[Problem description]:
In your copy, repeat the records exactly and leave out the pictures.

[Information given]:
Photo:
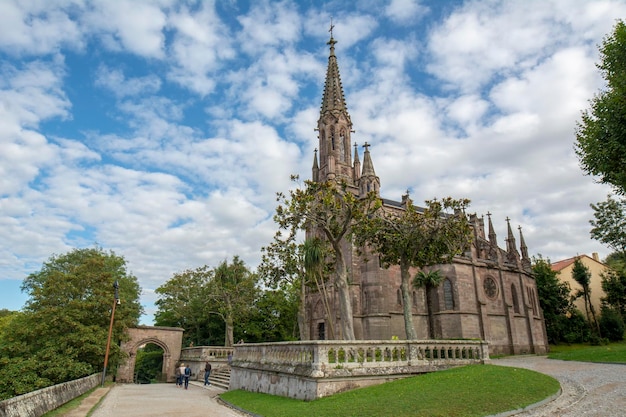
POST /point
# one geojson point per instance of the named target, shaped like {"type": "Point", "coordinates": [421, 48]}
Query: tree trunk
{"type": "Point", "coordinates": [343, 290]}
{"type": "Point", "coordinates": [429, 307]}
{"type": "Point", "coordinates": [407, 304]}
{"type": "Point", "coordinates": [229, 339]}
{"type": "Point", "coordinates": [302, 322]}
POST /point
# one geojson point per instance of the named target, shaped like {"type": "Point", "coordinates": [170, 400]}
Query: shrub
{"type": "Point", "coordinates": [611, 324]}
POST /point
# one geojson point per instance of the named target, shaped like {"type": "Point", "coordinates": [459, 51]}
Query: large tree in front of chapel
{"type": "Point", "coordinates": [418, 239]}
{"type": "Point", "coordinates": [61, 333]}
{"type": "Point", "coordinates": [327, 210]}
{"type": "Point", "coordinates": [601, 134]}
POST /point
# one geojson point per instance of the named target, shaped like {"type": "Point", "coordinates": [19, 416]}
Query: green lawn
{"type": "Point", "coordinates": [475, 390]}
{"type": "Point", "coordinates": [614, 352]}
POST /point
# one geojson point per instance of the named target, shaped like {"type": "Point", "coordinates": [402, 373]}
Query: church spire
{"type": "Point", "coordinates": [492, 233]}
{"type": "Point", "coordinates": [333, 98]}
{"type": "Point", "coordinates": [368, 181]}
{"type": "Point", "coordinates": [316, 169]}
{"type": "Point", "coordinates": [335, 127]}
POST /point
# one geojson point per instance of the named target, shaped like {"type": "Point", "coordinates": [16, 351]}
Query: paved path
{"type": "Point", "coordinates": [154, 400]}
{"type": "Point", "coordinates": [589, 389]}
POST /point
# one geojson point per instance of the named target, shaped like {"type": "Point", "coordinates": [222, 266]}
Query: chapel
{"type": "Point", "coordinates": [488, 293]}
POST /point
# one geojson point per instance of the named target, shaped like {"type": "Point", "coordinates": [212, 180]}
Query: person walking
{"type": "Point", "coordinates": [186, 376]}
{"type": "Point", "coordinates": [181, 372]}
{"type": "Point", "coordinates": [178, 376]}
{"type": "Point", "coordinates": [207, 373]}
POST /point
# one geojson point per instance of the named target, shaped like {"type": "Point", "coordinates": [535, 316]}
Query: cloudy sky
{"type": "Point", "coordinates": [162, 129]}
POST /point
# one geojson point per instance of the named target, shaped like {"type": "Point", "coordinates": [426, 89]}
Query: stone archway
{"type": "Point", "coordinates": [170, 339]}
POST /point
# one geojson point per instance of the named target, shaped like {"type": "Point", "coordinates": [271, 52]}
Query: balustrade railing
{"type": "Point", "coordinates": [323, 355]}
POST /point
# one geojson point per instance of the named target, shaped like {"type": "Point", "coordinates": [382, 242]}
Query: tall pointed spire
{"type": "Point", "coordinates": [368, 165]}
{"type": "Point", "coordinates": [357, 164]}
{"type": "Point", "coordinates": [368, 181]}
{"type": "Point", "coordinates": [335, 127]}
{"type": "Point", "coordinates": [492, 233]}
{"type": "Point", "coordinates": [333, 98]}
{"type": "Point", "coordinates": [315, 169]}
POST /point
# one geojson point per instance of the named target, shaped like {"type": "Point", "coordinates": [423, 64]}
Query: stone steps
{"type": "Point", "coordinates": [220, 377]}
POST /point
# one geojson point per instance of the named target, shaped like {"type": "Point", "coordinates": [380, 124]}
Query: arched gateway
{"type": "Point", "coordinates": [170, 339]}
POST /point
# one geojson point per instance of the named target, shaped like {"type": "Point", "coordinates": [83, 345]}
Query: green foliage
{"type": "Point", "coordinates": [601, 134]}
{"type": "Point", "coordinates": [273, 317]}
{"type": "Point", "coordinates": [609, 226]}
{"type": "Point", "coordinates": [417, 238]}
{"type": "Point", "coordinates": [328, 210]}
{"type": "Point", "coordinates": [184, 302]}
{"type": "Point", "coordinates": [148, 364]}
{"type": "Point", "coordinates": [582, 275]}
{"type": "Point", "coordinates": [194, 298]}
{"type": "Point", "coordinates": [554, 299]}
{"type": "Point", "coordinates": [62, 332]}
{"type": "Point", "coordinates": [611, 324]}
{"type": "Point", "coordinates": [476, 390]}
{"type": "Point", "coordinates": [614, 287]}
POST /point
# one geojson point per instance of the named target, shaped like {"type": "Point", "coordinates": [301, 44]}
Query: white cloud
{"type": "Point", "coordinates": [405, 12]}
{"type": "Point", "coordinates": [34, 27]}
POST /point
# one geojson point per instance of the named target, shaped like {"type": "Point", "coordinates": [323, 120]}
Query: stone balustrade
{"type": "Point", "coordinates": [312, 369]}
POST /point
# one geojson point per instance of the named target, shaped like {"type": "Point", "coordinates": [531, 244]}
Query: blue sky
{"type": "Point", "coordinates": [163, 129]}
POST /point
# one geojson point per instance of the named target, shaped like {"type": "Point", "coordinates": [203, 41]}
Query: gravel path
{"type": "Point", "coordinates": [589, 389]}
{"type": "Point", "coordinates": [154, 400]}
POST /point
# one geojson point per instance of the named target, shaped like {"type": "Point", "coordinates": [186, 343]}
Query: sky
{"type": "Point", "coordinates": [162, 130]}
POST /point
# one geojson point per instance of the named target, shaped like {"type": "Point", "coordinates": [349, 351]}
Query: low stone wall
{"type": "Point", "coordinates": [315, 369]}
{"type": "Point", "coordinates": [197, 356]}
{"type": "Point", "coordinates": [38, 403]}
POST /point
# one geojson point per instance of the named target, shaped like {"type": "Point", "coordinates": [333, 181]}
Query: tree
{"type": "Point", "coordinates": [183, 302]}
{"type": "Point", "coordinates": [62, 332]}
{"type": "Point", "coordinates": [601, 134]}
{"type": "Point", "coordinates": [330, 210]}
{"type": "Point", "coordinates": [273, 317]}
{"type": "Point", "coordinates": [315, 255]}
{"type": "Point", "coordinates": [582, 275]}
{"type": "Point", "coordinates": [282, 266]}
{"type": "Point", "coordinates": [614, 286]}
{"type": "Point", "coordinates": [414, 238]}
{"type": "Point", "coordinates": [232, 291]}
{"type": "Point", "coordinates": [609, 227]}
{"type": "Point", "coordinates": [554, 299]}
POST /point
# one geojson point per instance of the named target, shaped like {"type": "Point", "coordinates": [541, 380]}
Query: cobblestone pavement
{"type": "Point", "coordinates": [155, 400]}
{"type": "Point", "coordinates": [589, 389]}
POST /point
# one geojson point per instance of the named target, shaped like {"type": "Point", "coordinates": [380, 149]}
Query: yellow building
{"type": "Point", "coordinates": [596, 268]}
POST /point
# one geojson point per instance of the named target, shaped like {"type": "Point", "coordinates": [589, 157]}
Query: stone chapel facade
{"type": "Point", "coordinates": [488, 293]}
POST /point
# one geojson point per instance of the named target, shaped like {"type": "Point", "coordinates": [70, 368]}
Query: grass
{"type": "Point", "coordinates": [68, 406]}
{"type": "Point", "coordinates": [474, 390]}
{"type": "Point", "coordinates": [611, 353]}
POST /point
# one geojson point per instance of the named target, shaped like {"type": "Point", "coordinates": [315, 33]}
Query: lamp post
{"type": "Point", "coordinates": [116, 301]}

[Answer in full]:
Photo:
POST /point
# one geojson point per instance of the named target, shaped like {"type": "Point", "coordinates": [421, 48]}
Query: tree trunk
{"type": "Point", "coordinates": [343, 290]}
{"type": "Point", "coordinates": [429, 307]}
{"type": "Point", "coordinates": [407, 304]}
{"type": "Point", "coordinates": [229, 339]}
{"type": "Point", "coordinates": [302, 322]}
POST /point
# one geojson point per instance of the named target, shaped like {"type": "Point", "coordinates": [170, 400]}
Query: shrub
{"type": "Point", "coordinates": [611, 324]}
POST /point
# one geojson point per instance of the named target, shaped like {"type": "Point", "coordinates": [459, 51]}
Query: large tree in front of chapel
{"type": "Point", "coordinates": [418, 239]}
{"type": "Point", "coordinates": [61, 333]}
{"type": "Point", "coordinates": [327, 210]}
{"type": "Point", "coordinates": [601, 134]}
POST /point
# one geojson point per instance of the named target, shaped like {"type": "Point", "coordinates": [19, 416]}
Query: green lawn
{"type": "Point", "coordinates": [475, 390]}
{"type": "Point", "coordinates": [614, 352]}
POST /point
# one geojson point per instance of the named target, shaped like {"type": "Point", "coordinates": [402, 373]}
Query: church spire
{"type": "Point", "coordinates": [492, 233]}
{"type": "Point", "coordinates": [333, 98]}
{"type": "Point", "coordinates": [368, 181]}
{"type": "Point", "coordinates": [316, 169]}
{"type": "Point", "coordinates": [335, 127]}
POST /point
# one geojson point per instance of the named target, shaped like {"type": "Point", "coordinates": [16, 351]}
Query: paved path
{"type": "Point", "coordinates": [154, 400]}
{"type": "Point", "coordinates": [589, 389]}
POST /point
# one geojson point per instance of the named target, shaped like {"type": "Point", "coordinates": [222, 266]}
Query: chapel
{"type": "Point", "coordinates": [488, 293]}
POST /point
# one geojson point per instance of the named target, shaped like {"type": "Point", "coordinates": [212, 180]}
Query: person walking
{"type": "Point", "coordinates": [186, 376]}
{"type": "Point", "coordinates": [181, 372]}
{"type": "Point", "coordinates": [178, 376]}
{"type": "Point", "coordinates": [207, 373]}
POST /point
# one geojson point per instance of the named target, shaped like {"type": "Point", "coordinates": [535, 316]}
Query: cloudy sky
{"type": "Point", "coordinates": [162, 129]}
POST /point
# one geojson point per instance of the named target, shaped like {"type": "Point", "coordinates": [426, 89]}
Query: stone archway
{"type": "Point", "coordinates": [170, 339]}
POST /point
# one geojson point per instance of the named target, shaped like {"type": "Point", "coordinates": [271, 52]}
Query: balustrade railing
{"type": "Point", "coordinates": [323, 355]}
POST /point
# one geojson point per instance of the named target, shaped like {"type": "Point", "coordinates": [382, 242]}
Query: tall pointed spire
{"type": "Point", "coordinates": [368, 165]}
{"type": "Point", "coordinates": [357, 164]}
{"type": "Point", "coordinates": [368, 181]}
{"type": "Point", "coordinates": [335, 127]}
{"type": "Point", "coordinates": [492, 233]}
{"type": "Point", "coordinates": [333, 98]}
{"type": "Point", "coordinates": [315, 169]}
POST /point
# one geojson point per instance of the named target, shaped like {"type": "Point", "coordinates": [423, 64]}
Query: stone steps
{"type": "Point", "coordinates": [220, 377]}
POST /point
# one geojson point per instance of the named target, shaped like {"type": "Point", "coordinates": [380, 124]}
Query: arched gateway
{"type": "Point", "coordinates": [170, 339]}
POST /point
# one geojson point per instance of the named target, shaped like {"type": "Point", "coordinates": [83, 345]}
Query: green foliage
{"type": "Point", "coordinates": [601, 134]}
{"type": "Point", "coordinates": [273, 317]}
{"type": "Point", "coordinates": [609, 226]}
{"type": "Point", "coordinates": [417, 238]}
{"type": "Point", "coordinates": [328, 210]}
{"type": "Point", "coordinates": [184, 302]}
{"type": "Point", "coordinates": [148, 364]}
{"type": "Point", "coordinates": [582, 275]}
{"type": "Point", "coordinates": [194, 298]}
{"type": "Point", "coordinates": [554, 299]}
{"type": "Point", "coordinates": [62, 332]}
{"type": "Point", "coordinates": [611, 324]}
{"type": "Point", "coordinates": [476, 390]}
{"type": "Point", "coordinates": [614, 287]}
POST /point
# one geojson point per instance of the named target, shaped like {"type": "Point", "coordinates": [301, 44]}
Query: white cloud
{"type": "Point", "coordinates": [405, 12]}
{"type": "Point", "coordinates": [34, 27]}
POST /point
# one geojson point per instance of the named target, shaped like {"type": "Point", "coordinates": [323, 120]}
Query: stone balustrade
{"type": "Point", "coordinates": [312, 369]}
POST /point
# one geojson point per instance of the named target, shaped like {"type": "Point", "coordinates": [531, 244]}
Query: blue sky
{"type": "Point", "coordinates": [163, 129]}
POST /point
# one geojson point per instance of the named target, shaped like {"type": "Point", "coordinates": [203, 41]}
Query: gravel path
{"type": "Point", "coordinates": [589, 389]}
{"type": "Point", "coordinates": [154, 400]}
POST /point
# one geojson point per instance of the named target, shaped like {"type": "Point", "coordinates": [186, 343]}
Query: sky
{"type": "Point", "coordinates": [162, 130]}
POST /point
# one geojson point per instance of the named target, shaped like {"type": "Point", "coordinates": [349, 351]}
Query: low stone wall
{"type": "Point", "coordinates": [315, 369]}
{"type": "Point", "coordinates": [197, 356]}
{"type": "Point", "coordinates": [38, 403]}
POST /point
# one geojson point per instance of the named target, shaped like {"type": "Point", "coordinates": [333, 181]}
Query: tree
{"type": "Point", "coordinates": [183, 302]}
{"type": "Point", "coordinates": [62, 332]}
{"type": "Point", "coordinates": [601, 134]}
{"type": "Point", "coordinates": [330, 210]}
{"type": "Point", "coordinates": [273, 317]}
{"type": "Point", "coordinates": [315, 255]}
{"type": "Point", "coordinates": [582, 275]}
{"type": "Point", "coordinates": [282, 266]}
{"type": "Point", "coordinates": [614, 286]}
{"type": "Point", "coordinates": [414, 238]}
{"type": "Point", "coordinates": [232, 291]}
{"type": "Point", "coordinates": [609, 227]}
{"type": "Point", "coordinates": [554, 299]}
POST /point
# one geojson point per instance of the named target, shaped like {"type": "Point", "coordinates": [541, 380]}
Query: cobblestone pavement
{"type": "Point", "coordinates": [155, 400]}
{"type": "Point", "coordinates": [589, 389]}
POST /point
# one geojson point per instance of the named target, shaped like {"type": "Point", "coordinates": [380, 149]}
Query: yellow building
{"type": "Point", "coordinates": [596, 268]}
POST /point
# one geojson point per instance of the named target, shaped like {"type": "Point", "coordinates": [589, 157]}
Query: stone chapel facade
{"type": "Point", "coordinates": [488, 293]}
POST /point
# one geojson point per instance of the named target, shaped like {"type": "Point", "coordinates": [70, 368]}
Query: grass
{"type": "Point", "coordinates": [68, 406]}
{"type": "Point", "coordinates": [474, 390]}
{"type": "Point", "coordinates": [611, 353]}
POST /point
# one geojson point per instance of the named target, shaped like {"type": "Point", "coordinates": [315, 33]}
Query: lamp post
{"type": "Point", "coordinates": [116, 301]}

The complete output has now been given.